━━━━━ 给定文本 ━━━━━
8/5 每日一題(兩組list中 找出共同字串索引和為最小值的共同字串)

 Given two arrays of strings list1 and list2, find the common strings with the least index sum.

A common string is a string that appeared in both list1 and list2.

A common string with the least index sum is a common string such that if it appeared at list1[i] and list2[j] then i + j should be the minimum value among all the other common strings.

Return all the common strings with the least index sum. Return the answer in any order.

 

Example 1:

Input: list1 = ["Shogun","Tapioca Express","Burger King","KFC"], list2 = ["Piatti","The Grill at Torrey Pines","Hungry Hunter Steakhouse","Shogun"]
Output: ["Shogun"]
Explanation: The only common string is "Shogun".

Example 2:

Input: list1 = ["Shogun","Tapioca Express","Burger King","KFC"], list2 = ["KFC","Shogun","Burger King"]
Output: ["Shogun"]
Explanation: The common string with the least index sum is "Shogun" with index sum = (0 + 1) = 1.

Example 3:

Input: list1 = ["happy","sad","good"], list2 = ["sad","happy","good"]
Output: ["sad","happy"]
Explanation: There are three common strings:
"happy" with index sum = (0 + 1) = 1.
"sad" with index sum = (1 + 0) = 1.
"good" with index sum = (2 + 2) = 4.
The strings with the least index sum are "sad" and "happy".

 

Constraints:

• 1 <= list1.length, list2.length <= 1000
• 1 <= list1[i].length, list2[i].length <= 30
• list1[i] and list2[i] consist of spaces ' ' and English letters.
• All the strings of list1 are unique.
• All the strings of list2 are unique.
• There is at least a common string between list1 and list2.

class Solution:

    def findRestaurant(self, list1: List[str], list2: List[str]) -> List[str]:

        i=0

        min_index=10000

        res=[]

        while i < len(list1):

           

            if list1[i] in list2:              

                index_cls=list1.index(list1[i])+list2.index(list1[i])
━━━━━
### 任务说明
接着上面这篇求最小索引和共同字串的解题文往下写，从最后一行代码之后续起。
━━━━━ 显示信息 ━━━━━
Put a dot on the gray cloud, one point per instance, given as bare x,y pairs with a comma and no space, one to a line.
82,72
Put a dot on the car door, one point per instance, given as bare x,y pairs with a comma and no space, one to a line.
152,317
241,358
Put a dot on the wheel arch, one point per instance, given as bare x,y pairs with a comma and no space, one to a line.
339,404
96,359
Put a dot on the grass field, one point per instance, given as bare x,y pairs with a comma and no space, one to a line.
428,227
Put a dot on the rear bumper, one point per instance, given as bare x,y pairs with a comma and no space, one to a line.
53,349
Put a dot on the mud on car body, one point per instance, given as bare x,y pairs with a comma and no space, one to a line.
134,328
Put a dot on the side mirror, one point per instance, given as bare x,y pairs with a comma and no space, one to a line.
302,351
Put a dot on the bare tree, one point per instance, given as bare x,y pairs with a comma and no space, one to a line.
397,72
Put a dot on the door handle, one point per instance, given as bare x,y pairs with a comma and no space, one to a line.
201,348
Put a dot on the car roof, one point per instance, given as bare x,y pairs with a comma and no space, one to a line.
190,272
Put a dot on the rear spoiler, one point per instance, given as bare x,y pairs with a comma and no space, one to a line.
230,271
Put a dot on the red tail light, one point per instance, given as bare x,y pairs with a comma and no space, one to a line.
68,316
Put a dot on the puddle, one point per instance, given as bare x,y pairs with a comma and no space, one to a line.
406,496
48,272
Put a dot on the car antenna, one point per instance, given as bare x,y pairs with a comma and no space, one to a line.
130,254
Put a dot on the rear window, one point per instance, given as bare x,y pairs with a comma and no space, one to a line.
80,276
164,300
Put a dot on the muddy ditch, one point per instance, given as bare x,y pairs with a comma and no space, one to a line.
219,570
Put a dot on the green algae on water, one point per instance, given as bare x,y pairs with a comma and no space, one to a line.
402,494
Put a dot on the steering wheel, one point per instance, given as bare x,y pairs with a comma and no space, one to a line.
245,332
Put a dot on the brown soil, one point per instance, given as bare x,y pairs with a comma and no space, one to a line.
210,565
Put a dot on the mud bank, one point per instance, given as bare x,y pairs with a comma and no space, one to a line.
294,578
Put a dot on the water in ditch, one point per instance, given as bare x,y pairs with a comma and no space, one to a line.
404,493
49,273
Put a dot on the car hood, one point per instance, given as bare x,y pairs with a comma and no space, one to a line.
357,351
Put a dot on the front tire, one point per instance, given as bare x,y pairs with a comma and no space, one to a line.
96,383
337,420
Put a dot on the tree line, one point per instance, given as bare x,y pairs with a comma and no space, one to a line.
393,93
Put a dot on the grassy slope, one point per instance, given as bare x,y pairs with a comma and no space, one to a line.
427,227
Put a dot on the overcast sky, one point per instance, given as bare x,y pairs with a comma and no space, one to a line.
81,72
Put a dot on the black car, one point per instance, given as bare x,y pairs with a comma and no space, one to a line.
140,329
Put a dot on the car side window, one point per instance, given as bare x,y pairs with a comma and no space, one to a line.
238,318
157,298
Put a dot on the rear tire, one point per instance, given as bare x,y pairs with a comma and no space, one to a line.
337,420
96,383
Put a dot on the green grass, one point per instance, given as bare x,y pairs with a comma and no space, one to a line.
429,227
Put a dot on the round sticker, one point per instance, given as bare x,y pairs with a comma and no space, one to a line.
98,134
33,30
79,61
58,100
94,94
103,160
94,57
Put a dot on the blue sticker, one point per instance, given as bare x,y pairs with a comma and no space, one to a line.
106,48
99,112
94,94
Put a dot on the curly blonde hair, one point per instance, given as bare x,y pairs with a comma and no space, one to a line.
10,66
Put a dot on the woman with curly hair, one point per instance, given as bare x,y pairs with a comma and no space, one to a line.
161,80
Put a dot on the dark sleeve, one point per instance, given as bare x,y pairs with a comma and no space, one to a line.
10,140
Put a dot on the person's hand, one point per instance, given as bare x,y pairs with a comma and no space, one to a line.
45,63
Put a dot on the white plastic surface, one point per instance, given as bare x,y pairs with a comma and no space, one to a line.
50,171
━━━━━
### 最终结果
                if min_index == list1.index(list1[i])+list2.index(list1[i]):

                    #可能同時多個最短索引和                    

                    res.append(list1[i])

                if min_index > min(index_cls,min_index):

                    #檢查是否為最小索引和,如果不同就更新最小值,同時更新公共字串

                    min_index = index_cls

                    res=[list1[i]]              

            i+=1

        return res

-----------------參考解答

class Solution:

    def findRestaurant(self, list1: List[str], list2: List[str]) -> List[str]:

       

        min_index=10000

        res=[]

        list2_dict={}

        for i,k in enumerate(list2):

            list2_dict[k]=i

       

        for i,k in enumerate(list1):

            if k in list2_dict:

                index_2=list2_dict.get(k)

                if min_index == i + index_2:

        #出現相同索引和時res加入新的共同字串

                    res.append(k)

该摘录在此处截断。